Data provided
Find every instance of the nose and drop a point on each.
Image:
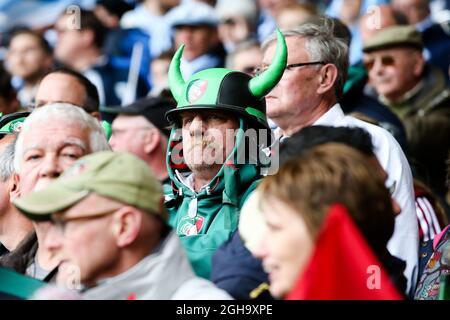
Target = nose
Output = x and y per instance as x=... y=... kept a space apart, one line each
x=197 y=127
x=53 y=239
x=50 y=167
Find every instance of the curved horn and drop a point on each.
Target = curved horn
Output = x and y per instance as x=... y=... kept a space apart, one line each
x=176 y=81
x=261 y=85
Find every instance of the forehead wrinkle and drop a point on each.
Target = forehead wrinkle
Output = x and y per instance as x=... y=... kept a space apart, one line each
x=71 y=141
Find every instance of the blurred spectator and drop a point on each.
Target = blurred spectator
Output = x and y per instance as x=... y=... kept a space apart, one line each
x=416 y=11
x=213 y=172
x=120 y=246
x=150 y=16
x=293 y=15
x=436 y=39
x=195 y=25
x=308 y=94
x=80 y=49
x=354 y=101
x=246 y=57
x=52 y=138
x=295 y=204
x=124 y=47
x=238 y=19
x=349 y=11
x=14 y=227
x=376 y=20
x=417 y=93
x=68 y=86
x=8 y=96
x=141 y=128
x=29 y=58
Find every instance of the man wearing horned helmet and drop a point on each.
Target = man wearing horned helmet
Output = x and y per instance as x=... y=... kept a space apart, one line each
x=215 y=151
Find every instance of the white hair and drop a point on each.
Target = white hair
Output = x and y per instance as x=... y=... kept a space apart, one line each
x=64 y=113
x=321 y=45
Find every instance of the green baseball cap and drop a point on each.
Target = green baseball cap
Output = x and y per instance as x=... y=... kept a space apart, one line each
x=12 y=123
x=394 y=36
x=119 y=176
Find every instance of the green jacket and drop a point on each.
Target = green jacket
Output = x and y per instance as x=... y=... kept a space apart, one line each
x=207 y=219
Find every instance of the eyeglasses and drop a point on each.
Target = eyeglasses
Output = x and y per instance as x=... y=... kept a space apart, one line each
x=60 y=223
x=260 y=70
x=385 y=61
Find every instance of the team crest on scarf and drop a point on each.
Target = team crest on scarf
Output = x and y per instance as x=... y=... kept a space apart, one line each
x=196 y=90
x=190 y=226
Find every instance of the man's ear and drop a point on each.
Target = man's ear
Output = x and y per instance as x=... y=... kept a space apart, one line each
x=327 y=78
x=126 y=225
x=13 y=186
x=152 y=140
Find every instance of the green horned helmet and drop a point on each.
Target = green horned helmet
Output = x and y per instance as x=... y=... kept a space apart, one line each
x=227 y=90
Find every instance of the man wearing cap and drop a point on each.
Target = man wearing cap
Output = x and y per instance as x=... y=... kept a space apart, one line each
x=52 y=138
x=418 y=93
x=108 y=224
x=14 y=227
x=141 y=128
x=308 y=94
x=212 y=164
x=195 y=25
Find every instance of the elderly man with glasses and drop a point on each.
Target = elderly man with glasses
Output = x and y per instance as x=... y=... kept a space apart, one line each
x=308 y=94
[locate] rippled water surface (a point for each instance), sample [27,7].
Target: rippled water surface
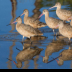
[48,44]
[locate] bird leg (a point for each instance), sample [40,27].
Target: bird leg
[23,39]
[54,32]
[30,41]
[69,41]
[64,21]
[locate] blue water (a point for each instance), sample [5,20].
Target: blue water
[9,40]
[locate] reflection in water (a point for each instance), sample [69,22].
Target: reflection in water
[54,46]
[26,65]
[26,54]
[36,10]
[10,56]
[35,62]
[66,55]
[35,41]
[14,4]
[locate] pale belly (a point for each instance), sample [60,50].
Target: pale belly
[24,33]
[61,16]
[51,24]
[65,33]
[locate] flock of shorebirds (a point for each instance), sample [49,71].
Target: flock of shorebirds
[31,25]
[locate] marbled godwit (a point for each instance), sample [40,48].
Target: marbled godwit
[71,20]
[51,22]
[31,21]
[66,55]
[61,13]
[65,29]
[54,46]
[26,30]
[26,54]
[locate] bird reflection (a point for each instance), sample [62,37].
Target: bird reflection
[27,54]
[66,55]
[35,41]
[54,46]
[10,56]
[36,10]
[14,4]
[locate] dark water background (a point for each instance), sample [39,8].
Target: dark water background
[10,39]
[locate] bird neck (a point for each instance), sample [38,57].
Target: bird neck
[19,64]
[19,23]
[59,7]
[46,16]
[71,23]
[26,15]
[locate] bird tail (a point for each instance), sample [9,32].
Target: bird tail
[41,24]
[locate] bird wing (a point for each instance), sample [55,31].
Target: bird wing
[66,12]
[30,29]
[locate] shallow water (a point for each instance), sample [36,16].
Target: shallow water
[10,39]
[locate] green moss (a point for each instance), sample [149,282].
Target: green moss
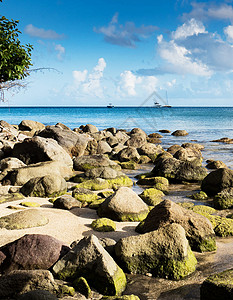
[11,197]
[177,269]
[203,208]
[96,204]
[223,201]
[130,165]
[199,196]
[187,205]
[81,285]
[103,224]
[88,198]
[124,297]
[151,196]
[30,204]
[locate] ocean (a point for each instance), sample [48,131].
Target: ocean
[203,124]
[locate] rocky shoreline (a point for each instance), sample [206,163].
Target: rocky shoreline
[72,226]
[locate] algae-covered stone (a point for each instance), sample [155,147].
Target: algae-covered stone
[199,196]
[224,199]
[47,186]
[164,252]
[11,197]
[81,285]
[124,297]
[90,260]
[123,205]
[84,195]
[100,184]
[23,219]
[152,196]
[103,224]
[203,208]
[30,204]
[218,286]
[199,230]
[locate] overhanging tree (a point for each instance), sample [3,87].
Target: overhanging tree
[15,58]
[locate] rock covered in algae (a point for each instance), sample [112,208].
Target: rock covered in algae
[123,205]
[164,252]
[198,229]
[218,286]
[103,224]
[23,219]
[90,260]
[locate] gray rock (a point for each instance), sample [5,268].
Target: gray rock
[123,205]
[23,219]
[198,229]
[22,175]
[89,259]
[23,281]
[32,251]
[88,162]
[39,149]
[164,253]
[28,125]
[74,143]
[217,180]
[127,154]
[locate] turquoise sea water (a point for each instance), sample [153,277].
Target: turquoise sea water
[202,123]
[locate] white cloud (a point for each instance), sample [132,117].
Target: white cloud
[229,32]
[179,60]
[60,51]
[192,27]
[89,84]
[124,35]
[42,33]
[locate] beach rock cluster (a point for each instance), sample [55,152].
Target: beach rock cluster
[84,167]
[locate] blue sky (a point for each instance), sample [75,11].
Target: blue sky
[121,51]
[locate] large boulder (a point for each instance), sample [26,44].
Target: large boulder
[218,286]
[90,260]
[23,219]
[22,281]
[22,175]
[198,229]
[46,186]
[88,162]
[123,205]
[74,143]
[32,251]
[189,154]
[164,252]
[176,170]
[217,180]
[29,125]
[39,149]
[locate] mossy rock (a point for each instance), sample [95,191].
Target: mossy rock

--

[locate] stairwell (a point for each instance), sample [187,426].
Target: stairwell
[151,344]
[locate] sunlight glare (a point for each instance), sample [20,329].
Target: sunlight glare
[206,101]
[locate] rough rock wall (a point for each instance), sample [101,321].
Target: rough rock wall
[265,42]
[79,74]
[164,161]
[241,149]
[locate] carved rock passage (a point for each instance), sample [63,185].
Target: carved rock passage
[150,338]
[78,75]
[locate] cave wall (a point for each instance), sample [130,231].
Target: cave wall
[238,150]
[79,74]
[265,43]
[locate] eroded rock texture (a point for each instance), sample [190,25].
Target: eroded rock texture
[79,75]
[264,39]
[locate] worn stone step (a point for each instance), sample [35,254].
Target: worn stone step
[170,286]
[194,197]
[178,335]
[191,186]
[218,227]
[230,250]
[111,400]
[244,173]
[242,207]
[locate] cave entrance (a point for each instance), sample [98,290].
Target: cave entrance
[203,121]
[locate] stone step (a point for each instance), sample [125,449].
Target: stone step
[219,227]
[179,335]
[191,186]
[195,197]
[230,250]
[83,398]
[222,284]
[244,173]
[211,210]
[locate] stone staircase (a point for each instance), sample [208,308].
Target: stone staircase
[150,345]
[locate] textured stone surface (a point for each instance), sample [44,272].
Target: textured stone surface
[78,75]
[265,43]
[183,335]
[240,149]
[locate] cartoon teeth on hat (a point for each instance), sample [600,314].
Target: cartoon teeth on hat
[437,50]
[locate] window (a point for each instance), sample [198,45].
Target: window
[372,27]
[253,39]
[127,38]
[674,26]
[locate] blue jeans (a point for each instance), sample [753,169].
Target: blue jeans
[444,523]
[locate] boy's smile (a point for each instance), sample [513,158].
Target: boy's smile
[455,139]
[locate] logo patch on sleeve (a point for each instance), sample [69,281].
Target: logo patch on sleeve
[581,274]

About this exercise
Starting at the line that contains "Find every instance of the nose" and ending at the line that contains "Target = forehead wrinkle", transcribe the material above exactly, excluding pictures.

Answer box
Find every instance of the nose and drop a point on each.
Image:
Target = nose
Output = x and y per instance as x=... y=... kept a space apart, one line each
x=197 y=127
x=53 y=239
x=50 y=167
Find every instance of the curved horn and drop a point on each.
Target = curved horn
Output = x and y per instance as x=... y=... kept a space apart, one line each
x=176 y=81
x=261 y=85
Find every instance of the forehead wrinkle and drop a point on each.
Target = forehead wrinkle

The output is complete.